◆ Exercise brief ◆
Copy out every item below word for word, keeping each line unchanged and in its original order.

----------------

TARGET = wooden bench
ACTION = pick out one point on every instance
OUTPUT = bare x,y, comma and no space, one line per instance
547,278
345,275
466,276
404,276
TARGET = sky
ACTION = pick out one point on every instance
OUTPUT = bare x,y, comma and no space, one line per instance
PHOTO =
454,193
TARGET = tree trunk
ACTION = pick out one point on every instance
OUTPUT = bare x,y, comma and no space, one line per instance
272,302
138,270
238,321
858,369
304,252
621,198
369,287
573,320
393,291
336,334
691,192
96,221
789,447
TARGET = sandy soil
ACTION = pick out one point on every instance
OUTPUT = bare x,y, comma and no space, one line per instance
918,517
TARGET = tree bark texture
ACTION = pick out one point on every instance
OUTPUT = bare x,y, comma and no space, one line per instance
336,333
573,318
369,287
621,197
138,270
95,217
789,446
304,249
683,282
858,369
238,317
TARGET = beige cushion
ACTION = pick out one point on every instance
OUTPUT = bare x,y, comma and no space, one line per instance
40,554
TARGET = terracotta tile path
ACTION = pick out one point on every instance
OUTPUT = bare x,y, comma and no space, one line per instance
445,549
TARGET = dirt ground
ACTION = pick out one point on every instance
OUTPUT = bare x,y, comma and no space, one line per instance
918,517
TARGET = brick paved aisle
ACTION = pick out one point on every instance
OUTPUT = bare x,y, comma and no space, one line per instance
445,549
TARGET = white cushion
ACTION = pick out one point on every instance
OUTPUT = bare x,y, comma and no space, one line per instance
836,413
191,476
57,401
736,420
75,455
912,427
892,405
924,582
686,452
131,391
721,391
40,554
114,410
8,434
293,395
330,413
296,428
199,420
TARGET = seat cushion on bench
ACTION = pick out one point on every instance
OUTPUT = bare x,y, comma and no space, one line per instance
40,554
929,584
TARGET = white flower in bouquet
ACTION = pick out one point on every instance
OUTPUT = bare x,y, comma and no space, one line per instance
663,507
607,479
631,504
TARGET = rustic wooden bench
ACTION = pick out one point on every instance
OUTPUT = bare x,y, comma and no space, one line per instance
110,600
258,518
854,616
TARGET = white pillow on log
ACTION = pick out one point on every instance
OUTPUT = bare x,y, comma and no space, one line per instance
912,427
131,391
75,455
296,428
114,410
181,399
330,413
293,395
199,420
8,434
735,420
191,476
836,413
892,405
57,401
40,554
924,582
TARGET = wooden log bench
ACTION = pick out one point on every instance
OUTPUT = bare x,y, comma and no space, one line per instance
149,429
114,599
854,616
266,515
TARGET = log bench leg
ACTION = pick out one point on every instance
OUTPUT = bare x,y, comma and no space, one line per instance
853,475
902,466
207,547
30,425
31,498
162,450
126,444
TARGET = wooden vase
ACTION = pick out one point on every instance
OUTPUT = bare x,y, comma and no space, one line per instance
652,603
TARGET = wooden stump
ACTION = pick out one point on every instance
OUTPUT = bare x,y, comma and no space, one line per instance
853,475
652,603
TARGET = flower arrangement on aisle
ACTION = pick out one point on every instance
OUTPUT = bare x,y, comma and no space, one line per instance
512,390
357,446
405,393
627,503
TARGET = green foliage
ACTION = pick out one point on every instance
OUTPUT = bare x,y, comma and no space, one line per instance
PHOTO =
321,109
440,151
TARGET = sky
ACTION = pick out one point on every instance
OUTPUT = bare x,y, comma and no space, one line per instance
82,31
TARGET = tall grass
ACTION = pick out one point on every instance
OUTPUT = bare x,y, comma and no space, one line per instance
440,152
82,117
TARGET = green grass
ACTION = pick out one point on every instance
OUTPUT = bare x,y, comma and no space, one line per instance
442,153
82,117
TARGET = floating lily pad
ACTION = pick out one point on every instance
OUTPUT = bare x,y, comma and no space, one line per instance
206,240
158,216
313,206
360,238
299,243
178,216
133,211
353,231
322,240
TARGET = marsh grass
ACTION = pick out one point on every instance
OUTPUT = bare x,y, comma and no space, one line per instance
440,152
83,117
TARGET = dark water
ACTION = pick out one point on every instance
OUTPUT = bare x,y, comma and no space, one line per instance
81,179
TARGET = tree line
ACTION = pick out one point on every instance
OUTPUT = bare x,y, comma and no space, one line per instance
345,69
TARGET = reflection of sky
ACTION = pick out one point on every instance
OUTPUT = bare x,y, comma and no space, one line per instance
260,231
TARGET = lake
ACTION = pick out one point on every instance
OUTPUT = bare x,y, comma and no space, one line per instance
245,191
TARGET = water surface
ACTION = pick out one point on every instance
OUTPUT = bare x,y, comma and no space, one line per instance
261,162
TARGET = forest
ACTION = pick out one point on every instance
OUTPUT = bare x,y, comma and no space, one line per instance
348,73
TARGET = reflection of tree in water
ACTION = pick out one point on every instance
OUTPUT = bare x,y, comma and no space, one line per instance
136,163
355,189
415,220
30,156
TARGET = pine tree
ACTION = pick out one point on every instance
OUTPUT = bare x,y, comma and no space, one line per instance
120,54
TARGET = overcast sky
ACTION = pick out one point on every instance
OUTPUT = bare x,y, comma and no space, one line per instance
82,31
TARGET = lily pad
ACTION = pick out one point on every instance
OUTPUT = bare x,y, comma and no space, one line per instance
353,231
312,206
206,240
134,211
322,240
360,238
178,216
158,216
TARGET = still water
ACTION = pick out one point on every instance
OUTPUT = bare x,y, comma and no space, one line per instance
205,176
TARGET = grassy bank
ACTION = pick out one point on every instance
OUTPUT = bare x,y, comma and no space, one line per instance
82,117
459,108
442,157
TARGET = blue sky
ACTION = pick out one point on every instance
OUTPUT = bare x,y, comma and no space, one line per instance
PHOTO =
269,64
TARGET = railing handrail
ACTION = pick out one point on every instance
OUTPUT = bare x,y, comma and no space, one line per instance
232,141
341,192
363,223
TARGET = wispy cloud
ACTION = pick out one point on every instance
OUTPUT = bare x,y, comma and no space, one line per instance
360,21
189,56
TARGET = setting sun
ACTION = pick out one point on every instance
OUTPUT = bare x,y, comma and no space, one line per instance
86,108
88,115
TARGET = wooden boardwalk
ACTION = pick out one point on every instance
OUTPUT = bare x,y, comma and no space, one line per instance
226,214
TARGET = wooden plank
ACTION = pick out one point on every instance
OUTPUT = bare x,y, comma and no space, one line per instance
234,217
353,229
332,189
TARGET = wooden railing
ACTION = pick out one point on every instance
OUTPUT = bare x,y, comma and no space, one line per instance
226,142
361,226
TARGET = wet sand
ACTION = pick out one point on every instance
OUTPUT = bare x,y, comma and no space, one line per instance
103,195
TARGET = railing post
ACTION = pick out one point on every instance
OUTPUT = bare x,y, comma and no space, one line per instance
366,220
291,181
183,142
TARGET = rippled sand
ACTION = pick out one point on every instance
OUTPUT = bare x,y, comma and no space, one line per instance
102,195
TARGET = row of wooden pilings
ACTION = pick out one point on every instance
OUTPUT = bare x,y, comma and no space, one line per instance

----------------

◆ Task response ◆
TARGET = wooden bench
ACTION = pick out one point on every instance
OUTPUT = bare x,y, comma and no space, one line per instance
547,278
345,275
466,276
404,276
TARGET = sky
ACTION = pick out one point on every instance
OUTPUT = bare x,y, comma and no space, one line per instance
PHOTO =
454,193
TARGET = tree trunk
ACTION = pick out one point on every instance
OUTPUT = bare x,y, comma and no space, one line per instance
272,302
138,270
238,321
858,369
304,252
621,198
369,287
573,320
393,291
336,334
691,192
96,221
789,447
TARGET = sandy soil
ACTION = pick out one point on every instance
OUTPUT = bare x,y, comma and no space, one line per instance
918,517
TARGET = tree bark texture
ACTION = pick out one point on every instance
OUTPUT = bare x,y, comma and no space, one line per instance
336,333
573,318
369,287
621,197
138,270
95,217
789,446
304,249
683,282
858,369
238,317
TARGET = beige cushion
ACTION = pick out one point on every instance
OUTPUT = bare x,y, comma and no space, one line per instance
40,554
TARGET = terracotta tile path
ACTION = pick out one point on every instance
OUTPUT = bare x,y, comma and no space, one line per instance
445,549
TARGET = dirt ground
ACTION = pick out one point on every instance
OUTPUT = bare x,y, comma and no space, one line per instance
918,517
TARGET = brick paved aisle
ACTION = pick out one point on every instance
OUTPUT = bare x,y, comma and no space, one line per instance
445,549
TARGET = white cushion
ACTION = pick out one point on every instance
OUTPUT = bare x,y, comma and no space, one line per instance
836,413
191,476
57,401
736,420
75,455
912,427
892,405
924,582
686,452
131,391
721,391
40,554
114,410
8,434
293,395
330,413
296,428
199,420
TARGET = seat cushion on bench
ACTION = pick out one point on every instance
OUTPUT = bare x,y, comma and no space, one line per instance
40,554
929,584
TARGET = white flower in bouquet
ACTION = pick out one point on every instance
OUTPUT = bare x,y, comma and no space, one line per instance
663,507
607,479
631,504
TARGET = rustic wooden bench
ACTION = pick out one point on every instance
OUTPUT = bare x,y, comma and no space, one line per instance
110,600
258,518
854,616
TARGET = white pillow on log
ACTION = pick out one point on every instance
OUTPUT = bare x,y, comma and no space, one line per instance
912,427
131,391
75,455
296,428
114,410
181,399
330,413
293,395
199,420
8,434
735,420
191,476
836,413
892,405
57,401
40,554
924,582
TARGET = wooden log bench
ACTION = pick out one point on every instance
OUTPUT = bare x,y, comma and no space, one line per instance
149,429
114,599
854,616
266,515
TARGET = log bench leg
ACTION = pick out one point on every instance
OUTPUT = bare x,y, comma and no space, one line per instance
853,475
902,466
207,547
30,425
31,498
162,450
126,444
TARGET = wooden vase
ACTION = pick out one point on every instance
OUTPUT = bare x,y, comma and no space, one line per instance
652,603
TARGET = wooden stump
ACTION = pick out one point on every instance
OUTPUT = bare x,y, comma and no space, one line per instance
853,475
652,603
TARGET = flower arrangement on aisle
ACTION = pick out one point on every instance
OUTPUT = bare x,y, comma and no space, one line per instance
512,390
357,446
405,393
627,503
TARGET = green foliage
ACTION = pick out one point on every instance
OUTPUT = bare x,y, comma and no space, one line per instance
PHOTO =
321,109
440,151
TARGET = sky
ACTION = pick out one point on every instance
OUTPUT = bare x,y, comma and no space, one line per instance
82,31
TARGET = tall grass
ACTION = pick out one point on every instance
OUTPUT = bare x,y, comma and no space, one line per instance
440,152
82,117
TARGET = green grass
ACTION = pick out one point on every instance
OUTPUT = bare x,y, comma and no space, one line per instance
442,153
82,117
TARGET = floating lily pad
ACTION = pick out one point on every instance
OUTPUT = bare x,y, comma and no space, one line per instance
206,240
158,216
313,206
360,238
299,243
178,216
133,211
353,231
322,240
TARGET = marsh grass
ACTION = pick out one point on every instance
OUTPUT = bare x,y, comma and no space, one line per instance
440,152
83,117
TARGET = dark water
ACTION = pick out one point on every instance
OUTPUT = bare x,y, comma and no space, one line per instance
81,179
TARGET = tree line
ACTION = pick out one point on every instance
OUTPUT = bare x,y, comma and no space, one line per instance
345,69
TARGET = reflection of sky
ACTION = pick out one point on every instance
OUTPUT = bare x,y, comma and no space, one line per instance
260,231
TARGET = lake
ACTION = pick out one point on every instance
OUTPUT = bare x,y, comma and no space, one line per instance
245,191
TARGET = water surface
ACTION = pick out one point on every instance
OUTPUT = bare x,y, comma and no space, one line per instance
261,162
TARGET = forest
ACTION = pick out one point on every instance
OUTPUT = bare x,y, comma and no space, one line per instance
348,73
TARGET = reflection of tree in water
ACTION = pick out one point on every instance
OUTPUT = bare x,y, comma and no space, one line per instance
136,163
355,189
415,220
30,156
TARGET = pine tree
ACTION = pick out one point on every instance
OUTPUT = bare x,y, comma and no space, one line per instance
120,54
TARGET = overcast sky
ACTION = pick out one point on every instance
OUTPUT = bare x,y, comma and no space, one line per instance
82,31
TARGET = lily pad
ACTION = pick out one point on every instance
OUTPUT = bare x,y, comma and no space, one line per instance
353,231
312,206
206,240
134,211
322,240
360,238
178,216
158,216
TARGET = still water
ACTION = pick out one point on every instance
OUTPUT = bare x,y, comma and no space, one line per instance
205,176
TARGET = grassy bank
ACTION = pick out one point on every instance
OUTPUT = bare x,y, comma and no space, one line per instance
82,117
459,108
442,157
TARGET = blue sky
ACTION = pick out one point on every instance
OUTPUT = bare x,y, comma and no space, one line per instance
PHOTO =
269,64
TARGET = railing handrail
ACTION = pick out one point on every instance
OUTPUT = bare x,y, comma and no space, one line per instance
232,141
341,192
363,223
TARGET = wispy cloud
ACTION = pick out one point on every instance
OUTPUT = bare x,y, comma and no space, one line per instance
360,21
189,56
TARGET = setting sun
ACTION = pick out one point on every instance
OUTPUT = bare x,y, comma and no space, one line per instance
86,108
88,115
TARGET = wooden boardwalk
ACTION = pick out one point on every instance
OUTPUT = bare x,y, comma and no space, one line per instance
226,214
TARGET = wooden plank
ACTION = pick out one point on every instance
OUTPUT = bare x,y, comma and no space, one line per instance
234,217
353,229
332,189
TARGET = wooden railing
ACTION = pick out one point on every instance
OUTPUT = bare x,y, comma and no space, one line per instance
226,142
361,226
TARGET = wet sand
ACTION = pick out one point on every instance
OUTPUT = bare x,y, comma and no space, one line per instance
103,195
TARGET = railing post
ACTION = pick out one point on every instance
OUTPUT = bare x,y, comma and no space, one line per instance
366,220
291,181
183,142
TARGET = rippled sand
ACTION = pick out one point on every instance
OUTPUT = bare x,y, comma and no space, one line per instance
102,195
TARGET = row of wooden pilings
ACTION = pick out one point on every instance
OUTPUT = bare x,y, comma and no space, one line per instance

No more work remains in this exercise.